From Calm to Quake
South-central Alaska is filled with quietude in the late fall, especially in the small Athabascan village of Mentasta. The salmon runs are over, and the wood has been chopped and stacked for a long winter. Days become shorter, approaching their Solstice nadir—just under 5 hours of low-angled daylight.
On November 3rd, 2002, at just after one in the afternoon, that wintry Alaskan stillness was rocked by a magnitude 7.9 earthquake. Felt throughout the state, into Canada, and south to Washington, the quake created ripples in bodies of water as far away as Texas and Louisiana. Measured as the largest inland earthquake in North America in nearly 150 years, the Denali Fault earthquake was similar in magnitude to the 1906 San Francisco quake, which killed between 700 and 2800 people. Yet because it struck in the remote north, far from centers of infrastructure and population, no lives were lost on that day in November.
The remote community of Mentasta, alongside neighboring native villages of Tetlin and Slana, and the towns of Glenallen and Delta Junction, was heavily impacted. The seismic event leveled a large portion of the 100-person town, which sits at the base of the rugged, glaciated Wrangell Mountains. Although the damage to many buildings was mitigated due to the malleable properties of log cabin construction, nearly all the locals’ homes and outbuildings would need to be repaired. The historic Mentasta Lodge suffered almost half a million dollars in damage. Local entry roads were impassable to emergency vehicles, phone lines were down, and the community was cut off from the outside world.
Only two structures survived the 2002 earthquake without significant damage. The Athabascan Elder Youth Center was completely intact, and this community center naturally became a gathering place in the hours, days, and weeks following the quake. Locals sought shelter within its walls while aftershocks continued to rock the area. It also functioned as the school while the community of Mentasta rebuilt. A Mentasta resident, expressing their concern, noted that “after a week of aftershocks, I am still sleeping on the office floor by the door. I don’t plan on moving back to my bed in the loft ‘til the earth quits rocking.”
In August of 2002, just months before the massive November 3rd earthquake, the VISIONS Alaska summer program youth volunteers and staff had helped put the finishing touches on that same community center. The building would soon become one of the sole safe spaces for the Athabascan locals in a time of trauma and necessity.
The Athabascan community has lived among the natural bounty of the Tetlin River in Southeast Alaska for a millennium or more. Customs of culture, survival, and stewardship have been passed on throughout generations. Elders share the knowledge of traditional fishing and hunting skills, as well as meaningful songs and stories, with youth. The Athabascans have learned to endure and thrive in the challenging climate over centuries. In recent years, indigenous Alaskans have also had to survive onslaughts to their land, their rights, and their way of life. Today, many villages in the Alaskan bush must work hard to balance cultural and economic survival.

*What you have to do:*
Answer these questions about the account of the 2002 Alaska earthquake.
(a) What magnitude was the earthquake that struck on November 3rd, 2002?
(b) How many people live in the town of Mentasta?
(c) In what month of 2002 did VISIONS Alaska volunteers and staff help finish the community center?

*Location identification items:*
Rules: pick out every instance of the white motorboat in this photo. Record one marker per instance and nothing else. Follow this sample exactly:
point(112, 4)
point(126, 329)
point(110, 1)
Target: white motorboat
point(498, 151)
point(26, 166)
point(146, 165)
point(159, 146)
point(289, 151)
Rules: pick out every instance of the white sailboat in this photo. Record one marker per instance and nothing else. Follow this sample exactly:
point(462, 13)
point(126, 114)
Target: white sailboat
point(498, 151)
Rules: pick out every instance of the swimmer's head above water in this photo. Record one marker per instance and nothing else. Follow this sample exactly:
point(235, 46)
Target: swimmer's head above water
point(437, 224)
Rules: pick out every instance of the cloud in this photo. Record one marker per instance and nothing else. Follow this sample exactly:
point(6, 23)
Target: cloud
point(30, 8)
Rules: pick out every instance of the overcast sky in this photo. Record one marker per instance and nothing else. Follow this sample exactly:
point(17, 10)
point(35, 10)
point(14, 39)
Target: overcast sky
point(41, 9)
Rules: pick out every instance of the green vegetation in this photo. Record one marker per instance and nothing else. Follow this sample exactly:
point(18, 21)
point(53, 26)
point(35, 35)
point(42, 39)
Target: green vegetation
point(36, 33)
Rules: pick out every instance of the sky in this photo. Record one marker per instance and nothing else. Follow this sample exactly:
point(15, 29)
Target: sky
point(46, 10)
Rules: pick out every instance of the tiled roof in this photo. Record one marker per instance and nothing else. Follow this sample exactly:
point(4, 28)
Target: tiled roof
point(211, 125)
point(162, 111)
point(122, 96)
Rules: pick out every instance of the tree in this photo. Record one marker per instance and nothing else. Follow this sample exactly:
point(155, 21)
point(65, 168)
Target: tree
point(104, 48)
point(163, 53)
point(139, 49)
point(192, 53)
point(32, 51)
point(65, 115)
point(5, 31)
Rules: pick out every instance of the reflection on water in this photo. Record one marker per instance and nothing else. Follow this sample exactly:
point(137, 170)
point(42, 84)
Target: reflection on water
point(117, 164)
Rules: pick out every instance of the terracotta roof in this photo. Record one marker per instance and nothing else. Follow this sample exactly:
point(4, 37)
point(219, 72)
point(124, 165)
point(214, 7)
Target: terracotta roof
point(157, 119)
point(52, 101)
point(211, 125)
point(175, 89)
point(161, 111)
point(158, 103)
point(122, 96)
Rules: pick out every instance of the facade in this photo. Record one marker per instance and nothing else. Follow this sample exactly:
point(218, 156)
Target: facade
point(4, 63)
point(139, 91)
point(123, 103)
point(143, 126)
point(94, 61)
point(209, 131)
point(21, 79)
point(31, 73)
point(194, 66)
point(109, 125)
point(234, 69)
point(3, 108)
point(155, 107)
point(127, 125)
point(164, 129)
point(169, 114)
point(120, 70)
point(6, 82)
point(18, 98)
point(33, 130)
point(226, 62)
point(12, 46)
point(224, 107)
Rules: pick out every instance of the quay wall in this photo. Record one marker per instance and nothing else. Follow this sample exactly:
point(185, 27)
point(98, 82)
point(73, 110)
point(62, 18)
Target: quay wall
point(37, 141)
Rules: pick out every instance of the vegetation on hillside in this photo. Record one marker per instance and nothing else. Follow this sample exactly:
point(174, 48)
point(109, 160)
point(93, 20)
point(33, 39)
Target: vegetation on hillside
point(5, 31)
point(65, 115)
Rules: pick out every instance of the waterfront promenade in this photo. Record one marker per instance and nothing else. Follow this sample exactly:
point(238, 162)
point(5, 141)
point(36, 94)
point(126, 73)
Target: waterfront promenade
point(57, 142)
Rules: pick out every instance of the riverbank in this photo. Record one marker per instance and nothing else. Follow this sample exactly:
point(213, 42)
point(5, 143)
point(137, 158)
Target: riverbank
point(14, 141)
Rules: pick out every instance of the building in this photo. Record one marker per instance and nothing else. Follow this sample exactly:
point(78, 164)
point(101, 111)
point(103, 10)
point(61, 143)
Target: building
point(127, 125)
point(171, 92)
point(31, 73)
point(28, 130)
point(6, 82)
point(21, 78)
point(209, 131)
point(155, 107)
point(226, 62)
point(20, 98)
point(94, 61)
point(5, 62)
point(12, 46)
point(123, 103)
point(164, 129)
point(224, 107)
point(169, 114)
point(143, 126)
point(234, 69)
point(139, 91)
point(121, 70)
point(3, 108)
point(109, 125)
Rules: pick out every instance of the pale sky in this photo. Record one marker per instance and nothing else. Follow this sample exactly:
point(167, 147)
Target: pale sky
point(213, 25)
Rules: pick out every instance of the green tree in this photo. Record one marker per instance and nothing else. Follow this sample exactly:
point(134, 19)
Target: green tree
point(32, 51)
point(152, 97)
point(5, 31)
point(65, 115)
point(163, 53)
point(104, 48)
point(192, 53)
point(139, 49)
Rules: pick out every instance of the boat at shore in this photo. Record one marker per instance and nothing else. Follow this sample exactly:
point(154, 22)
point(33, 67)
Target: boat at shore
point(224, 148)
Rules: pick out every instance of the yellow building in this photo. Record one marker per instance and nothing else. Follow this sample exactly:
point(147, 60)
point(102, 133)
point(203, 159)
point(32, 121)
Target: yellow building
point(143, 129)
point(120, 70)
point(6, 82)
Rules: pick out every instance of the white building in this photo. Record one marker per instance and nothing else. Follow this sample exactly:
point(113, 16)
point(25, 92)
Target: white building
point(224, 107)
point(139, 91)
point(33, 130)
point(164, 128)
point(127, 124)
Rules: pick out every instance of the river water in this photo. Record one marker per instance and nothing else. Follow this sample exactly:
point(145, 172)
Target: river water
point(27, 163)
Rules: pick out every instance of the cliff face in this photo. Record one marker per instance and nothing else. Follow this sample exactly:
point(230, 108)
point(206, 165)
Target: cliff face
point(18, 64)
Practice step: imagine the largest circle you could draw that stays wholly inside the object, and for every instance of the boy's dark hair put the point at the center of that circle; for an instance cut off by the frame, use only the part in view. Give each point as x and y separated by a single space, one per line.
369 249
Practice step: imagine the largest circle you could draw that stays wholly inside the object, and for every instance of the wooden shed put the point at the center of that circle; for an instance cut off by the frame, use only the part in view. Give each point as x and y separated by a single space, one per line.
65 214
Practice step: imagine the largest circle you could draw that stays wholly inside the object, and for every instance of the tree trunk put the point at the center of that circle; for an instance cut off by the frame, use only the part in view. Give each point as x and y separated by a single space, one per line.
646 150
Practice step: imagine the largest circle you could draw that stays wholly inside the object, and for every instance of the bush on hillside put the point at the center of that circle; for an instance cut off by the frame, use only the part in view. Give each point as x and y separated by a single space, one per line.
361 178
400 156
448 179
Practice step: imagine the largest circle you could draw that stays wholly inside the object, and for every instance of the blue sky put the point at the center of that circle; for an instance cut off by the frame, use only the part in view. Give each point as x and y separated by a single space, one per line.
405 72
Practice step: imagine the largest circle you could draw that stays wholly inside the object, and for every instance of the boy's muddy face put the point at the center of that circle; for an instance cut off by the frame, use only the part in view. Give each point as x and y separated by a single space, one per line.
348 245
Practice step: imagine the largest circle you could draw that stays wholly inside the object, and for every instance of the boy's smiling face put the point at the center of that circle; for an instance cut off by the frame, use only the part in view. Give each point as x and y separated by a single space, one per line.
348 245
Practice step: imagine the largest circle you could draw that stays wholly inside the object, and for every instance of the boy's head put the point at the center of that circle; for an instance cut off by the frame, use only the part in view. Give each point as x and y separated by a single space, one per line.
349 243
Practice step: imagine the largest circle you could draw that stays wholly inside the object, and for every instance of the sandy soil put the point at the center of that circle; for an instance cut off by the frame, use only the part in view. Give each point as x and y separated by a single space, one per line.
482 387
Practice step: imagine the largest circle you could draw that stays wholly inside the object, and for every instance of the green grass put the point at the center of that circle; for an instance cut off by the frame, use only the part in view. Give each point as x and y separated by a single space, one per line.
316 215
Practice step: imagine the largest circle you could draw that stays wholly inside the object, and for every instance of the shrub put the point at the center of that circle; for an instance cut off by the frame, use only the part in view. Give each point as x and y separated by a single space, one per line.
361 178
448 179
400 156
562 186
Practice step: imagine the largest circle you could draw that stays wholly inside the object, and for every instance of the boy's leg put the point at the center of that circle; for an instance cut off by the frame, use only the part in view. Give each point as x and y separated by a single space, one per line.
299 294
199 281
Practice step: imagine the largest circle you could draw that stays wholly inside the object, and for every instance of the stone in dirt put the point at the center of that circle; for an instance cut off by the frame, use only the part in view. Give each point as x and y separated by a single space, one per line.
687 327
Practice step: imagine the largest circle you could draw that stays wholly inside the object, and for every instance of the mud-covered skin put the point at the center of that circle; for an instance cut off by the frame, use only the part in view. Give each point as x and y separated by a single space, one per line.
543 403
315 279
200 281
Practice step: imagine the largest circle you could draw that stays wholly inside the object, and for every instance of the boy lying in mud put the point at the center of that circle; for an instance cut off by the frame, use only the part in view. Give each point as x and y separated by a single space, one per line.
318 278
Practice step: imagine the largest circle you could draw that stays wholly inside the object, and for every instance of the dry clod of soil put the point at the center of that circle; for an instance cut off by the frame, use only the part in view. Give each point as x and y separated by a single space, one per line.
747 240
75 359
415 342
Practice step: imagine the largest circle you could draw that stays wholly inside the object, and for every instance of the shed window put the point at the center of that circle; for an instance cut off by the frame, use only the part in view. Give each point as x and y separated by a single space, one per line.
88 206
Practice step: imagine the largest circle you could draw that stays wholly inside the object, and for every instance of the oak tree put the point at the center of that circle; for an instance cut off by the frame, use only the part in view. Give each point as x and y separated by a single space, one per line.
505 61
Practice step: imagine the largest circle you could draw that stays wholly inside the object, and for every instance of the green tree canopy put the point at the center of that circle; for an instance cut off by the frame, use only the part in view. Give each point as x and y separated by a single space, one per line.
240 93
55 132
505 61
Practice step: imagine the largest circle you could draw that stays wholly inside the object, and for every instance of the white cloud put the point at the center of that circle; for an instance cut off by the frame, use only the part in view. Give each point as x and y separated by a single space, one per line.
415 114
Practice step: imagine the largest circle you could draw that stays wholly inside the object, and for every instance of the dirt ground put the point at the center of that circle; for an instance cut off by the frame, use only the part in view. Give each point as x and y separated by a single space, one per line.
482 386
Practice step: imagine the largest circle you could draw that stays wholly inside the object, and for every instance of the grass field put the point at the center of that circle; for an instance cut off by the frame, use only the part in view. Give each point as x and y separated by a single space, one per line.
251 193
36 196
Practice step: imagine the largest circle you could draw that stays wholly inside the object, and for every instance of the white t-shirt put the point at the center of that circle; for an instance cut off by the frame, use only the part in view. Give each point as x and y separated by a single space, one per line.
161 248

*Task response:*
(a) 7.9
(b) 100
(c) August